Turn the lines below, from the one containing "[pin] man's dark" through the very last line, into a JSON list of strings with one string per line. Leave out any blank lines.

====== WORKING DATA ======

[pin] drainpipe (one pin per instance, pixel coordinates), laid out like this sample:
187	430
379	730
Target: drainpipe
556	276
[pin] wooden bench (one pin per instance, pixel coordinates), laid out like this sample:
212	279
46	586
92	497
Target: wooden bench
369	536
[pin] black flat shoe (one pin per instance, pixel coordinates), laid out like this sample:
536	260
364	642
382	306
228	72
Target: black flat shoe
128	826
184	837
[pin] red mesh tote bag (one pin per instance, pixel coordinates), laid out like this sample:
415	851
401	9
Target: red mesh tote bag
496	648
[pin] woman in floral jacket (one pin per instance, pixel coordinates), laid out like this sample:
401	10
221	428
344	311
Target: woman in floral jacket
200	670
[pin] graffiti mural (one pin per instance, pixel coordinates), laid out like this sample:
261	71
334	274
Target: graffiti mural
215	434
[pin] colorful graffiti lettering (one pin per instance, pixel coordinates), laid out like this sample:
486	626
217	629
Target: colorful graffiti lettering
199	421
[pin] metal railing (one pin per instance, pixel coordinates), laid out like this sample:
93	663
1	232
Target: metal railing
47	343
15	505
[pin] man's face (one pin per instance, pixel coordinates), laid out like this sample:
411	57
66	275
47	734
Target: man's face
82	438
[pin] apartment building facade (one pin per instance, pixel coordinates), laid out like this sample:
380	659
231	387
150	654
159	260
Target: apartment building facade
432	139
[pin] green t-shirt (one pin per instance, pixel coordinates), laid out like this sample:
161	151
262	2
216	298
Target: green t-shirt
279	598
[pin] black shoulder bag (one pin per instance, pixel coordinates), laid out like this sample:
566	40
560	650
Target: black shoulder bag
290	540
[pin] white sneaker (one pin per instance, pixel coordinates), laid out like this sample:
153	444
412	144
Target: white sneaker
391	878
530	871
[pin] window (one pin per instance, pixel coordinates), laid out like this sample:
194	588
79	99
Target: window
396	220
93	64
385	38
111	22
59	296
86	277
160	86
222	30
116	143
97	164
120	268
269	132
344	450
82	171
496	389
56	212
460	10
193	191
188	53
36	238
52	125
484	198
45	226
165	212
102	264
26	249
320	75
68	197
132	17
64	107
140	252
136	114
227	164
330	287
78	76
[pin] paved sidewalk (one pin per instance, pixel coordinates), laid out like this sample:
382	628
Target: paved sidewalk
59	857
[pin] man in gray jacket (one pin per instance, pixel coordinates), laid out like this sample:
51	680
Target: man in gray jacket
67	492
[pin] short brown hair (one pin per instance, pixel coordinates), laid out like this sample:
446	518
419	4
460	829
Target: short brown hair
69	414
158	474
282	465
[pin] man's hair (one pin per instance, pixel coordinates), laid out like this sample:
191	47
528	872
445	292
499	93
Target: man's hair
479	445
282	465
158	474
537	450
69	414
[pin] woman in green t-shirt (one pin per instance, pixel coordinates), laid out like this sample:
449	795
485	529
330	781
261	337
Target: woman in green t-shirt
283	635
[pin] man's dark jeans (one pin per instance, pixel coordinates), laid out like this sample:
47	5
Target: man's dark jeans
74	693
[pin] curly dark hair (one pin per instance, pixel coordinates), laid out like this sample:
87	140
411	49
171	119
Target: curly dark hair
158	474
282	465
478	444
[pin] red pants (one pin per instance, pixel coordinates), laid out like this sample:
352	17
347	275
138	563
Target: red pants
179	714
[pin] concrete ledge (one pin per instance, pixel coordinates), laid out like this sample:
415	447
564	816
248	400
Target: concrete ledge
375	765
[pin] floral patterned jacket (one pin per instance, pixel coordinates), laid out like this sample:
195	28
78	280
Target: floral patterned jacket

======

**EXPECTED OUTPUT:**
[
  "[pin] man's dark jeans (one pin per instance, pixel coordinates), laid out like this sample:",
  "47\t5",
  "Target: man's dark jeans",
  "74\t693",
  "[pin] curly dark hair (one pin per instance, pixel coordinates), laid out like this sample:",
  "87\t140",
  "411\t49",
  "171\t119",
  "Target: curly dark hair",
  "158\t474",
  "282\t465",
  "478\t444",
  "[pin] red pants (one pin per instance, pixel coordinates), laid out like this sample:",
  "352\t17",
  "347\t275",
  "138\t563",
  "Target: red pants",
  "179\t714",
  "[pin] concrete ledge (one pin per instance, pixel coordinates), laid out like this sample:",
  "415\t447",
  "564\t816",
  "248\t400",
  "Target: concrete ledge",
  "375\t765",
  "[pin] floral patterned jacket (one pin per instance, pixel coordinates), laid out like this sample:",
  "195\t28",
  "78\t280",
  "Target: floral patterned jacket"
]